AUFGABEN –
1. Bearbeite im Textausschnitt über DELETE.use die Passage von "DELETE.use bringt mit" bis einschließlich "Sozialgeschichte diese belegen.", indem du "Metallplatten" durch "Aluminiumplatten" ersetzt, und gib sie anschließend wieder.
2. Führe alle Träger und Orte auf, auf denen oder in denen die Bilder der Serie laut dem Textausschnitt über DELETE.use zirkulieren.

TEXTAUSSCHNITT –

▼

DELETE.use bringt mit seinem Verfahren einen preziösen Stil ein, der die Lust am Manuellen und an der Ausführung des Kunstwerks mit einem raffinierten Konzept verbindet. Die materielle Herangehensweise macht die Serie zu einem steten work in progress, denn außer auf Metallplatten zirkulieren die Bilder als gedruckte Wegwerfzettel und ebenso im Netz, wodurch sie den Begriff der “desmemórias” (Ent-Erinnerung), den die Künstlerin selbst geprägt hat, ins nahezu Unendliche erweitern. In dieser Hinsicht regt uns Flavya Mutran zu einem kritischeren Nachdenken über den Bedeutungserhalt der sogenannten “Zeugnisse der kollektiven Erinnerung” und die verschiedenen Diskurse an, mit denen die Massenmedien und die Sozialgeschichte diese belegen.

▲

Extrahierte Dateneinträge
▼

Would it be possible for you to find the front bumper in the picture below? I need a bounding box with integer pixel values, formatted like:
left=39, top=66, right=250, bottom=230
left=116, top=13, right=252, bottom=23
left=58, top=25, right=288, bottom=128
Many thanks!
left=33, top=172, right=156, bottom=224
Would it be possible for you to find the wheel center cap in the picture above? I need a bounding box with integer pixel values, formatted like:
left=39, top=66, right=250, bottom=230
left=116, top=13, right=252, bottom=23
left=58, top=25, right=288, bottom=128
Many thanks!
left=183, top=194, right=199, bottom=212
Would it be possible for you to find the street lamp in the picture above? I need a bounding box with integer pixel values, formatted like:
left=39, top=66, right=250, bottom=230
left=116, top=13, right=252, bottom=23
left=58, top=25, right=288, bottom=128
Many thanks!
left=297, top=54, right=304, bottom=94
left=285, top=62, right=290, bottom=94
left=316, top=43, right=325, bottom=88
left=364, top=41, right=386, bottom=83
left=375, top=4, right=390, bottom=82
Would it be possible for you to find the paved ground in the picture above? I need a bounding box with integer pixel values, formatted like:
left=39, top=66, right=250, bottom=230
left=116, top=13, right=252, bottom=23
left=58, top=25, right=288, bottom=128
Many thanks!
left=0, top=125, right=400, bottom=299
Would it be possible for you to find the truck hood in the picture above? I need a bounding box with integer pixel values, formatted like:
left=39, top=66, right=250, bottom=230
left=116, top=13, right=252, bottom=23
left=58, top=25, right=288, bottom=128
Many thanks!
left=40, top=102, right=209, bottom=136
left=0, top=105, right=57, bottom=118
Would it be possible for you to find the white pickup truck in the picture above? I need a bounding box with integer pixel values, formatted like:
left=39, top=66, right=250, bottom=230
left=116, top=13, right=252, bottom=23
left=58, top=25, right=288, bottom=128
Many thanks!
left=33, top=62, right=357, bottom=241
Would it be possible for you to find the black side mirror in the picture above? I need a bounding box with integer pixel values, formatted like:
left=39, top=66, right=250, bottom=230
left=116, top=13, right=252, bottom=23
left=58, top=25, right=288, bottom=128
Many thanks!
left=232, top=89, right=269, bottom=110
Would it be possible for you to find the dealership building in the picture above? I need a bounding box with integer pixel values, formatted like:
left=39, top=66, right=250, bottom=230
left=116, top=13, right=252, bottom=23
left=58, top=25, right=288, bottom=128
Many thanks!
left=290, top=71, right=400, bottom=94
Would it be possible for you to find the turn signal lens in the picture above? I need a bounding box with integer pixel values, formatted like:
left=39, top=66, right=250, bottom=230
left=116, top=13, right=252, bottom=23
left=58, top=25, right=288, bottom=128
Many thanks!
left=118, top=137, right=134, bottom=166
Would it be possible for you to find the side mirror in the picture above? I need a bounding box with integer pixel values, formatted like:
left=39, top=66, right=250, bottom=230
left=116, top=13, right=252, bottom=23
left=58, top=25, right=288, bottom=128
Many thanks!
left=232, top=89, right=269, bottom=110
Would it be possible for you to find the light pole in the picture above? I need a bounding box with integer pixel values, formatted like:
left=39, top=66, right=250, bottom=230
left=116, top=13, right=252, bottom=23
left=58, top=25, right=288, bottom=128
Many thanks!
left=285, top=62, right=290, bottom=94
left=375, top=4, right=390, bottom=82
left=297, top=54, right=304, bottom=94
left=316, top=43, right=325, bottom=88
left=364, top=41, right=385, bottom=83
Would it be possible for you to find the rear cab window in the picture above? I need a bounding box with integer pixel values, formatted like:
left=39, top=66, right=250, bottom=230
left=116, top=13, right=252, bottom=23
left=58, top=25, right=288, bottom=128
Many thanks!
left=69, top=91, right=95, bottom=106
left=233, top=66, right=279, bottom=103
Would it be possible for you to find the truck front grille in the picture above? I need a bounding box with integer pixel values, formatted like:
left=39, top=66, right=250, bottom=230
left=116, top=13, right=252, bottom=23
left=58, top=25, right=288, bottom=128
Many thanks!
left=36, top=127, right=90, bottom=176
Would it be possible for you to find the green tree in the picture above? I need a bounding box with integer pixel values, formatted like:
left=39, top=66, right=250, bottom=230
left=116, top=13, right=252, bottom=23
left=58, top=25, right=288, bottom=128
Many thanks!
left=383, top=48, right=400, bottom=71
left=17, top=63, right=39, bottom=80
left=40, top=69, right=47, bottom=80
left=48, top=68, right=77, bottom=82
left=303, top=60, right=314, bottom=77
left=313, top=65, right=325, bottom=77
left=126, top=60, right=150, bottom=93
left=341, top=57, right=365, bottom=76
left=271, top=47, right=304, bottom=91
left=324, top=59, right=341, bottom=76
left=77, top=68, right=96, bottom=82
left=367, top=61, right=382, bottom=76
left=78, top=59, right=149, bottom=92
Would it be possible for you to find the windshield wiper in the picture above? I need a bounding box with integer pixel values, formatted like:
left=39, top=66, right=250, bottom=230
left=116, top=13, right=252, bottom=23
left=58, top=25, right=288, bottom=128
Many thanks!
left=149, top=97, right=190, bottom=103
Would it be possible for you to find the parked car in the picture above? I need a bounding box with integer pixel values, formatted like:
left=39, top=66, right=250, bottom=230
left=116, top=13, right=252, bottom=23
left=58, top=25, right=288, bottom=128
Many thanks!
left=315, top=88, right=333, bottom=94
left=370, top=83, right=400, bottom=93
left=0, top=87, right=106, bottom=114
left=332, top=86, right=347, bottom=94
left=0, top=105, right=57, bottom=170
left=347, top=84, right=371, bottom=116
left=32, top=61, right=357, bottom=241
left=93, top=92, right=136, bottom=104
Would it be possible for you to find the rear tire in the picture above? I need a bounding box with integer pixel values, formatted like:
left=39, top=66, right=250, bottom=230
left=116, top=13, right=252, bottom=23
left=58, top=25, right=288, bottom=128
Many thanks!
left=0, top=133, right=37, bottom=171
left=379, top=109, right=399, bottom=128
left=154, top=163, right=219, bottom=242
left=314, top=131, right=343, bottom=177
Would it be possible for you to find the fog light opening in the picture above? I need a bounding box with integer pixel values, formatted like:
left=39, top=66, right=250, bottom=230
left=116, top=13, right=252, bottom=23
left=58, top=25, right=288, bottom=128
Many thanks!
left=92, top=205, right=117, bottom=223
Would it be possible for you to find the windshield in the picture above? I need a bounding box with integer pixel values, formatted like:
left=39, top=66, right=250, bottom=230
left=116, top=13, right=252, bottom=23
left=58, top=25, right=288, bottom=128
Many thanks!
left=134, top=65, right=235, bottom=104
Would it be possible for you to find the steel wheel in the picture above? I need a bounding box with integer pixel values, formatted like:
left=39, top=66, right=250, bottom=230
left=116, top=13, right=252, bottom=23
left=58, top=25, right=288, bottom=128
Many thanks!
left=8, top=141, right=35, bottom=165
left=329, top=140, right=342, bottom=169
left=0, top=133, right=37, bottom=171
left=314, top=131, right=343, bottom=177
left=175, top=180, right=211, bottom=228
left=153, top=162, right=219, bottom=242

▲

LÖSUNGEN –
1.
DELETE.use bringt mit seinem Verfahren einen preziösen Stil ein, der die Lust am Manuellen und an der Ausführung des Kunstwerks mit einem raffinierten Konzept verbindet. Die materielle Herangehensweise macht die Serie zu einem steten work in progress, denn außer auf Aluminiumplatten zirkulieren die Bilder als gedruckte Wegwerfzettel und ebenso im Netz, wodurch sie den Begriff der “desmemórias” (Ent-Erinnerung), den die Künstlerin selbst geprägt hat, ins nahezu Unendliche erweitern. In dieser Hinsicht regt uns Flavya Mutran zu einem kritischeren Nachdenken über den Bedeutungserhalt der sogenannten “Zeugnisse der kollektiven Erinnerung” und die verschiedenen Diskurse an, mit denen die Massenmedien und die Sozialgeschichte diese belegen.

2. Metallplatten; gedruckte Wegwerfzettel; das Netz